Region pointing data>
--- START ---

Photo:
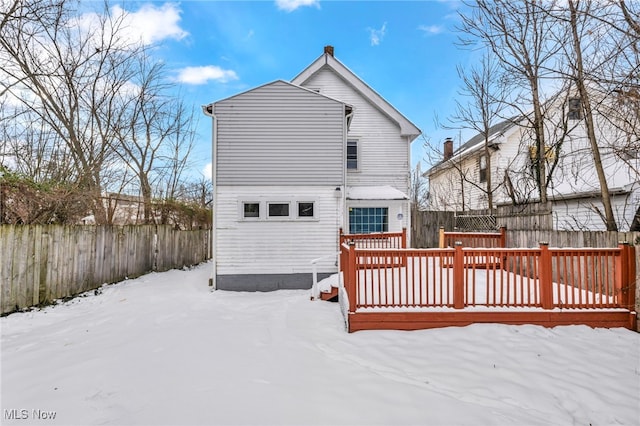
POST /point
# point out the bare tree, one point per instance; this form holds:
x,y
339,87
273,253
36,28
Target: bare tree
x,y
483,88
68,75
518,34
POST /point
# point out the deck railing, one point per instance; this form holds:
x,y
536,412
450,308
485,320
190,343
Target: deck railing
x,y
386,240
488,277
473,239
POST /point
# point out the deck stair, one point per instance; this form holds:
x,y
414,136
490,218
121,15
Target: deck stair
x,y
331,295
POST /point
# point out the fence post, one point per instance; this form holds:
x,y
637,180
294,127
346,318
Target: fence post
x,y
545,268
503,236
351,274
458,277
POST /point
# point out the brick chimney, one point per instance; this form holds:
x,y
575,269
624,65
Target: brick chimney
x,y
448,148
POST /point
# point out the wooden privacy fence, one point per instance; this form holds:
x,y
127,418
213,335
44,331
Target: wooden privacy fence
x,y
42,263
460,286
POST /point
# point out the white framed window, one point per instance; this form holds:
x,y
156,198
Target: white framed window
x,y
278,210
306,209
367,220
352,154
575,109
291,209
251,210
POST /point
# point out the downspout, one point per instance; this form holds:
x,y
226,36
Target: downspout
x,y
409,211
343,200
208,110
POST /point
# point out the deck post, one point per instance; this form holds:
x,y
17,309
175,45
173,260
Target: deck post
x,y
404,238
625,276
351,277
458,277
545,268
631,256
503,237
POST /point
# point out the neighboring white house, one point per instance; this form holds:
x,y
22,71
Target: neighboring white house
x,y
293,162
458,182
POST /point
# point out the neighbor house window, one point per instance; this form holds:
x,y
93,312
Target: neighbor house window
x,y
365,220
305,209
278,209
483,168
575,109
352,154
251,210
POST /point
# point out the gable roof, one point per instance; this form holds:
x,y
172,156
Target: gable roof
x,y
327,60
476,142
208,109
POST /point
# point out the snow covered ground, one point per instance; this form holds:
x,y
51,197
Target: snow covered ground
x,y
163,349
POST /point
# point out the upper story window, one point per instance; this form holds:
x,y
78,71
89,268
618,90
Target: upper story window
x,y
482,168
305,209
575,109
352,154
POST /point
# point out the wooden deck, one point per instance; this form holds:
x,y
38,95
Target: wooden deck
x,y
409,289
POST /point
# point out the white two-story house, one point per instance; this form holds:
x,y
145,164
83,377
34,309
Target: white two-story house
x,y
295,162
459,182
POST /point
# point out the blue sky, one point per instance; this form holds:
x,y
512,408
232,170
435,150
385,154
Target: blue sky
x,y
214,49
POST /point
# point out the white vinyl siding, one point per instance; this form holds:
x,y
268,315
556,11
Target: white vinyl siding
x,y
279,134
270,246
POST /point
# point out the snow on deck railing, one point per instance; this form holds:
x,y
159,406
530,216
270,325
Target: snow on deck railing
x,y
380,240
315,291
489,277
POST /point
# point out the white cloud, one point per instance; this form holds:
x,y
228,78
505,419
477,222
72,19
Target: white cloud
x,y
291,5
376,36
149,24
201,75
431,29
154,24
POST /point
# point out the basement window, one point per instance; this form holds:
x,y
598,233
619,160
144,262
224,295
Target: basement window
x,y
251,210
278,209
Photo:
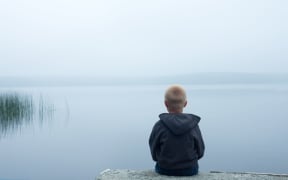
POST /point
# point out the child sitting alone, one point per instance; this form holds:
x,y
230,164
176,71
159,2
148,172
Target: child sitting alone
x,y
176,142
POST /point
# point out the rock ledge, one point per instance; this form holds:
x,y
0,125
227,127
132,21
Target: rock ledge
x,y
127,174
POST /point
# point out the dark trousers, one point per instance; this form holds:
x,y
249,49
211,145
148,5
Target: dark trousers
x,y
177,172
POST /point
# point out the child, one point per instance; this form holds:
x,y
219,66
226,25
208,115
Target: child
x,y
176,142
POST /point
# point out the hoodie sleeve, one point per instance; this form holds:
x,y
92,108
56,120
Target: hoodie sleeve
x,y
199,143
154,141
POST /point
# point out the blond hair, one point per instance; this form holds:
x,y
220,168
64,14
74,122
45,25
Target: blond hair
x,y
175,96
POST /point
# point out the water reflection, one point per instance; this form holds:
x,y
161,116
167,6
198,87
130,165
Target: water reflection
x,y
18,110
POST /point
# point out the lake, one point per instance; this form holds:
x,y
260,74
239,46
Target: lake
x,y
75,132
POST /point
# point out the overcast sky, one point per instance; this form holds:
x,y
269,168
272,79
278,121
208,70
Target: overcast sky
x,y
141,38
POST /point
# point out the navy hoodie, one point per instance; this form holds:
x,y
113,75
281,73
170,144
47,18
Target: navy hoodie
x,y
176,141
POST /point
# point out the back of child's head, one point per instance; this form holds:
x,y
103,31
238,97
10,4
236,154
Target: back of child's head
x,y
175,96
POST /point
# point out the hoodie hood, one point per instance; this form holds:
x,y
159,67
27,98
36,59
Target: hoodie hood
x,y
179,123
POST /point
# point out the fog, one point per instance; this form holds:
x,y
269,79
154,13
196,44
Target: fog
x,y
142,38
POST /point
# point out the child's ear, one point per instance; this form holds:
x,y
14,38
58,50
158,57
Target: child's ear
x,y
185,103
166,104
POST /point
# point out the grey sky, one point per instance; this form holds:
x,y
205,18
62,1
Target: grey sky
x,y
151,37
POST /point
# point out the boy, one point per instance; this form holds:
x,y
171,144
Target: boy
x,y
176,142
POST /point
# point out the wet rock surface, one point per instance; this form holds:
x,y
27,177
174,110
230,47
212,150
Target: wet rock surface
x,y
213,175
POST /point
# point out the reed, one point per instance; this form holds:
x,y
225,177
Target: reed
x,y
18,110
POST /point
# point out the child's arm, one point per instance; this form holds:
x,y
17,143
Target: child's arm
x,y
199,143
154,141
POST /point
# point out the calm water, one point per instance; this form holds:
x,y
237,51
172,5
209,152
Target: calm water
x,y
89,129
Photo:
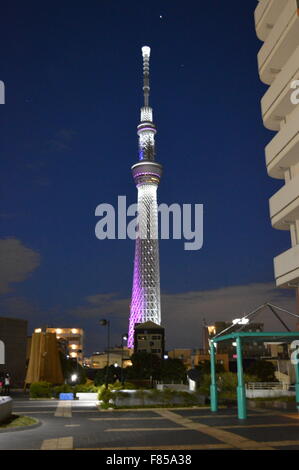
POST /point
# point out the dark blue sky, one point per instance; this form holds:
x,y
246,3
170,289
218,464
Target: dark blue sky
x,y
73,76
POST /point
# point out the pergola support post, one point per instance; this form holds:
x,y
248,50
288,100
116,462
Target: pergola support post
x,y
213,387
241,394
297,381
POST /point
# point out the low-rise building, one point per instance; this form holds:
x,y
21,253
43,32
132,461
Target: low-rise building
x,y
13,334
70,339
150,338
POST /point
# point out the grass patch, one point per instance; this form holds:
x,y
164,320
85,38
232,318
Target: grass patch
x,y
16,421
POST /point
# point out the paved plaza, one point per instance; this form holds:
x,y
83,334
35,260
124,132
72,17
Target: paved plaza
x,y
79,425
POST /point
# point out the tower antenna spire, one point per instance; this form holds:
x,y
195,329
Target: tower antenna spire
x,y
145,305
146,51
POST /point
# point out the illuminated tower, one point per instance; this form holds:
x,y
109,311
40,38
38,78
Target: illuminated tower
x,y
145,304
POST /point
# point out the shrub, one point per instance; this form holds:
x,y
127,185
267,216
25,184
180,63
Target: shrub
x,y
40,390
86,388
65,388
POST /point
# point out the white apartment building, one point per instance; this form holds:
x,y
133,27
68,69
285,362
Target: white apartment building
x,y
277,25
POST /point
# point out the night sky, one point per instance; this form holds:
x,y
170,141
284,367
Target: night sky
x,y
73,77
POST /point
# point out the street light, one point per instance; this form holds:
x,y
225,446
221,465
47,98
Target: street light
x,y
123,338
107,323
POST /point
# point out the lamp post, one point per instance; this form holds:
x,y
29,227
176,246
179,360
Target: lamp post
x,y
107,323
123,338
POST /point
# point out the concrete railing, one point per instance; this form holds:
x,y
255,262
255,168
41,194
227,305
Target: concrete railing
x,y
267,389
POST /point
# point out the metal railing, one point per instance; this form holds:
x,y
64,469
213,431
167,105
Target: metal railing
x,y
265,386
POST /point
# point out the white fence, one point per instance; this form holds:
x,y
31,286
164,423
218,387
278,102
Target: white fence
x,y
267,389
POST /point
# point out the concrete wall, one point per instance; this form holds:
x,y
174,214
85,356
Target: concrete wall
x,y
268,393
5,408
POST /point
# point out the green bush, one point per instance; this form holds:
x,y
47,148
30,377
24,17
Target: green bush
x,y
65,388
40,390
85,388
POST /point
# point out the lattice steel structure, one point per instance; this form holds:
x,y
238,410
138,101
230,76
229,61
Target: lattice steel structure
x,y
145,304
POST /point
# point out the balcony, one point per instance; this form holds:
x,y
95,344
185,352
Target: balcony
x,y
286,268
265,15
283,150
284,205
280,44
276,103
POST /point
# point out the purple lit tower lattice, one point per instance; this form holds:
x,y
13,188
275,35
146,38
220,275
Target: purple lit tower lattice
x,y
145,303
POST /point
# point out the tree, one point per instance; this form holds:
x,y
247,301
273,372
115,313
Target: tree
x,y
114,374
205,368
144,366
173,370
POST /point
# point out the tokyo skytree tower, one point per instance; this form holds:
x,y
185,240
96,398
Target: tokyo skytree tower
x,y
145,303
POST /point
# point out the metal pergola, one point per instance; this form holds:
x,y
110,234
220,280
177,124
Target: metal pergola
x,y
240,337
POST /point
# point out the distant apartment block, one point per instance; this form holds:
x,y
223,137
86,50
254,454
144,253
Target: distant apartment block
x,y
117,356
277,25
70,339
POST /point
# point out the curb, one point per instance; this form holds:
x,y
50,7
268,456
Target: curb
x,y
22,428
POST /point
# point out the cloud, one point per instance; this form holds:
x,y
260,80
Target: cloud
x,y
102,305
62,140
16,263
183,313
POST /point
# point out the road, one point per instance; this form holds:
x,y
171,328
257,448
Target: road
x,y
79,425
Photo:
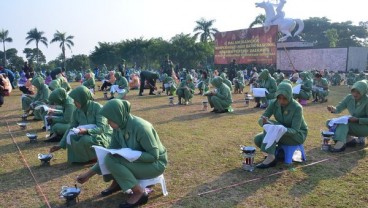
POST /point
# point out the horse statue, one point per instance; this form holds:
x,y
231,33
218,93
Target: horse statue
x,y
285,25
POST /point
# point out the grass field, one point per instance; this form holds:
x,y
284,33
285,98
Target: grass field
x,y
204,161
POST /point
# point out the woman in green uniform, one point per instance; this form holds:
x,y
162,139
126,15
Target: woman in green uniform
x,y
220,99
120,86
357,105
137,134
288,113
41,98
306,87
60,123
89,127
185,90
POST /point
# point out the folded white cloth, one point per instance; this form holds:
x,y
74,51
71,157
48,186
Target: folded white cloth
x,y
75,131
339,120
273,134
127,153
296,89
115,88
259,92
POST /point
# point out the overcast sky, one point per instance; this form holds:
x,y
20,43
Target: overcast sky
x,y
93,21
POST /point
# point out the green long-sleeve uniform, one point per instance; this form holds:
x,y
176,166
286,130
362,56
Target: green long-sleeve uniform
x,y
122,82
268,82
222,99
226,81
320,94
306,88
357,109
170,87
137,134
80,149
186,89
41,98
290,116
62,123
239,82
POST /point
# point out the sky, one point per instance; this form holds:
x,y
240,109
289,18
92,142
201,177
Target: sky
x,y
93,21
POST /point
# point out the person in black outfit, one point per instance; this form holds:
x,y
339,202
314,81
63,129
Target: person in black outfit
x,y
151,78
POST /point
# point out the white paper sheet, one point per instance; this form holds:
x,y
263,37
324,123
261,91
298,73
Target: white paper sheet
x,y
48,109
339,120
273,134
127,153
75,131
259,92
296,89
115,88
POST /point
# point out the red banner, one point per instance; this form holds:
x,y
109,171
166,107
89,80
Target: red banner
x,y
247,46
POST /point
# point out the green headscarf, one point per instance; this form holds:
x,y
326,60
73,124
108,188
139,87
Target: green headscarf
x,y
117,111
216,82
264,74
82,95
54,84
38,82
361,87
117,75
58,96
286,90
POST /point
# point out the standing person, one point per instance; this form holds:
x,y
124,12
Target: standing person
x,y
89,128
288,114
151,78
167,67
320,89
185,90
357,105
220,99
233,68
136,134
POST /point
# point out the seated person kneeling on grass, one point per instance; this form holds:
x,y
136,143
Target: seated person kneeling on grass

--- END ---

Go through the records above and copy every line holding the word "kneeling".

Your response>
# point out the seated person kneeling on grass, one point per instance; this form holds:
Target: seated person kneeling on grass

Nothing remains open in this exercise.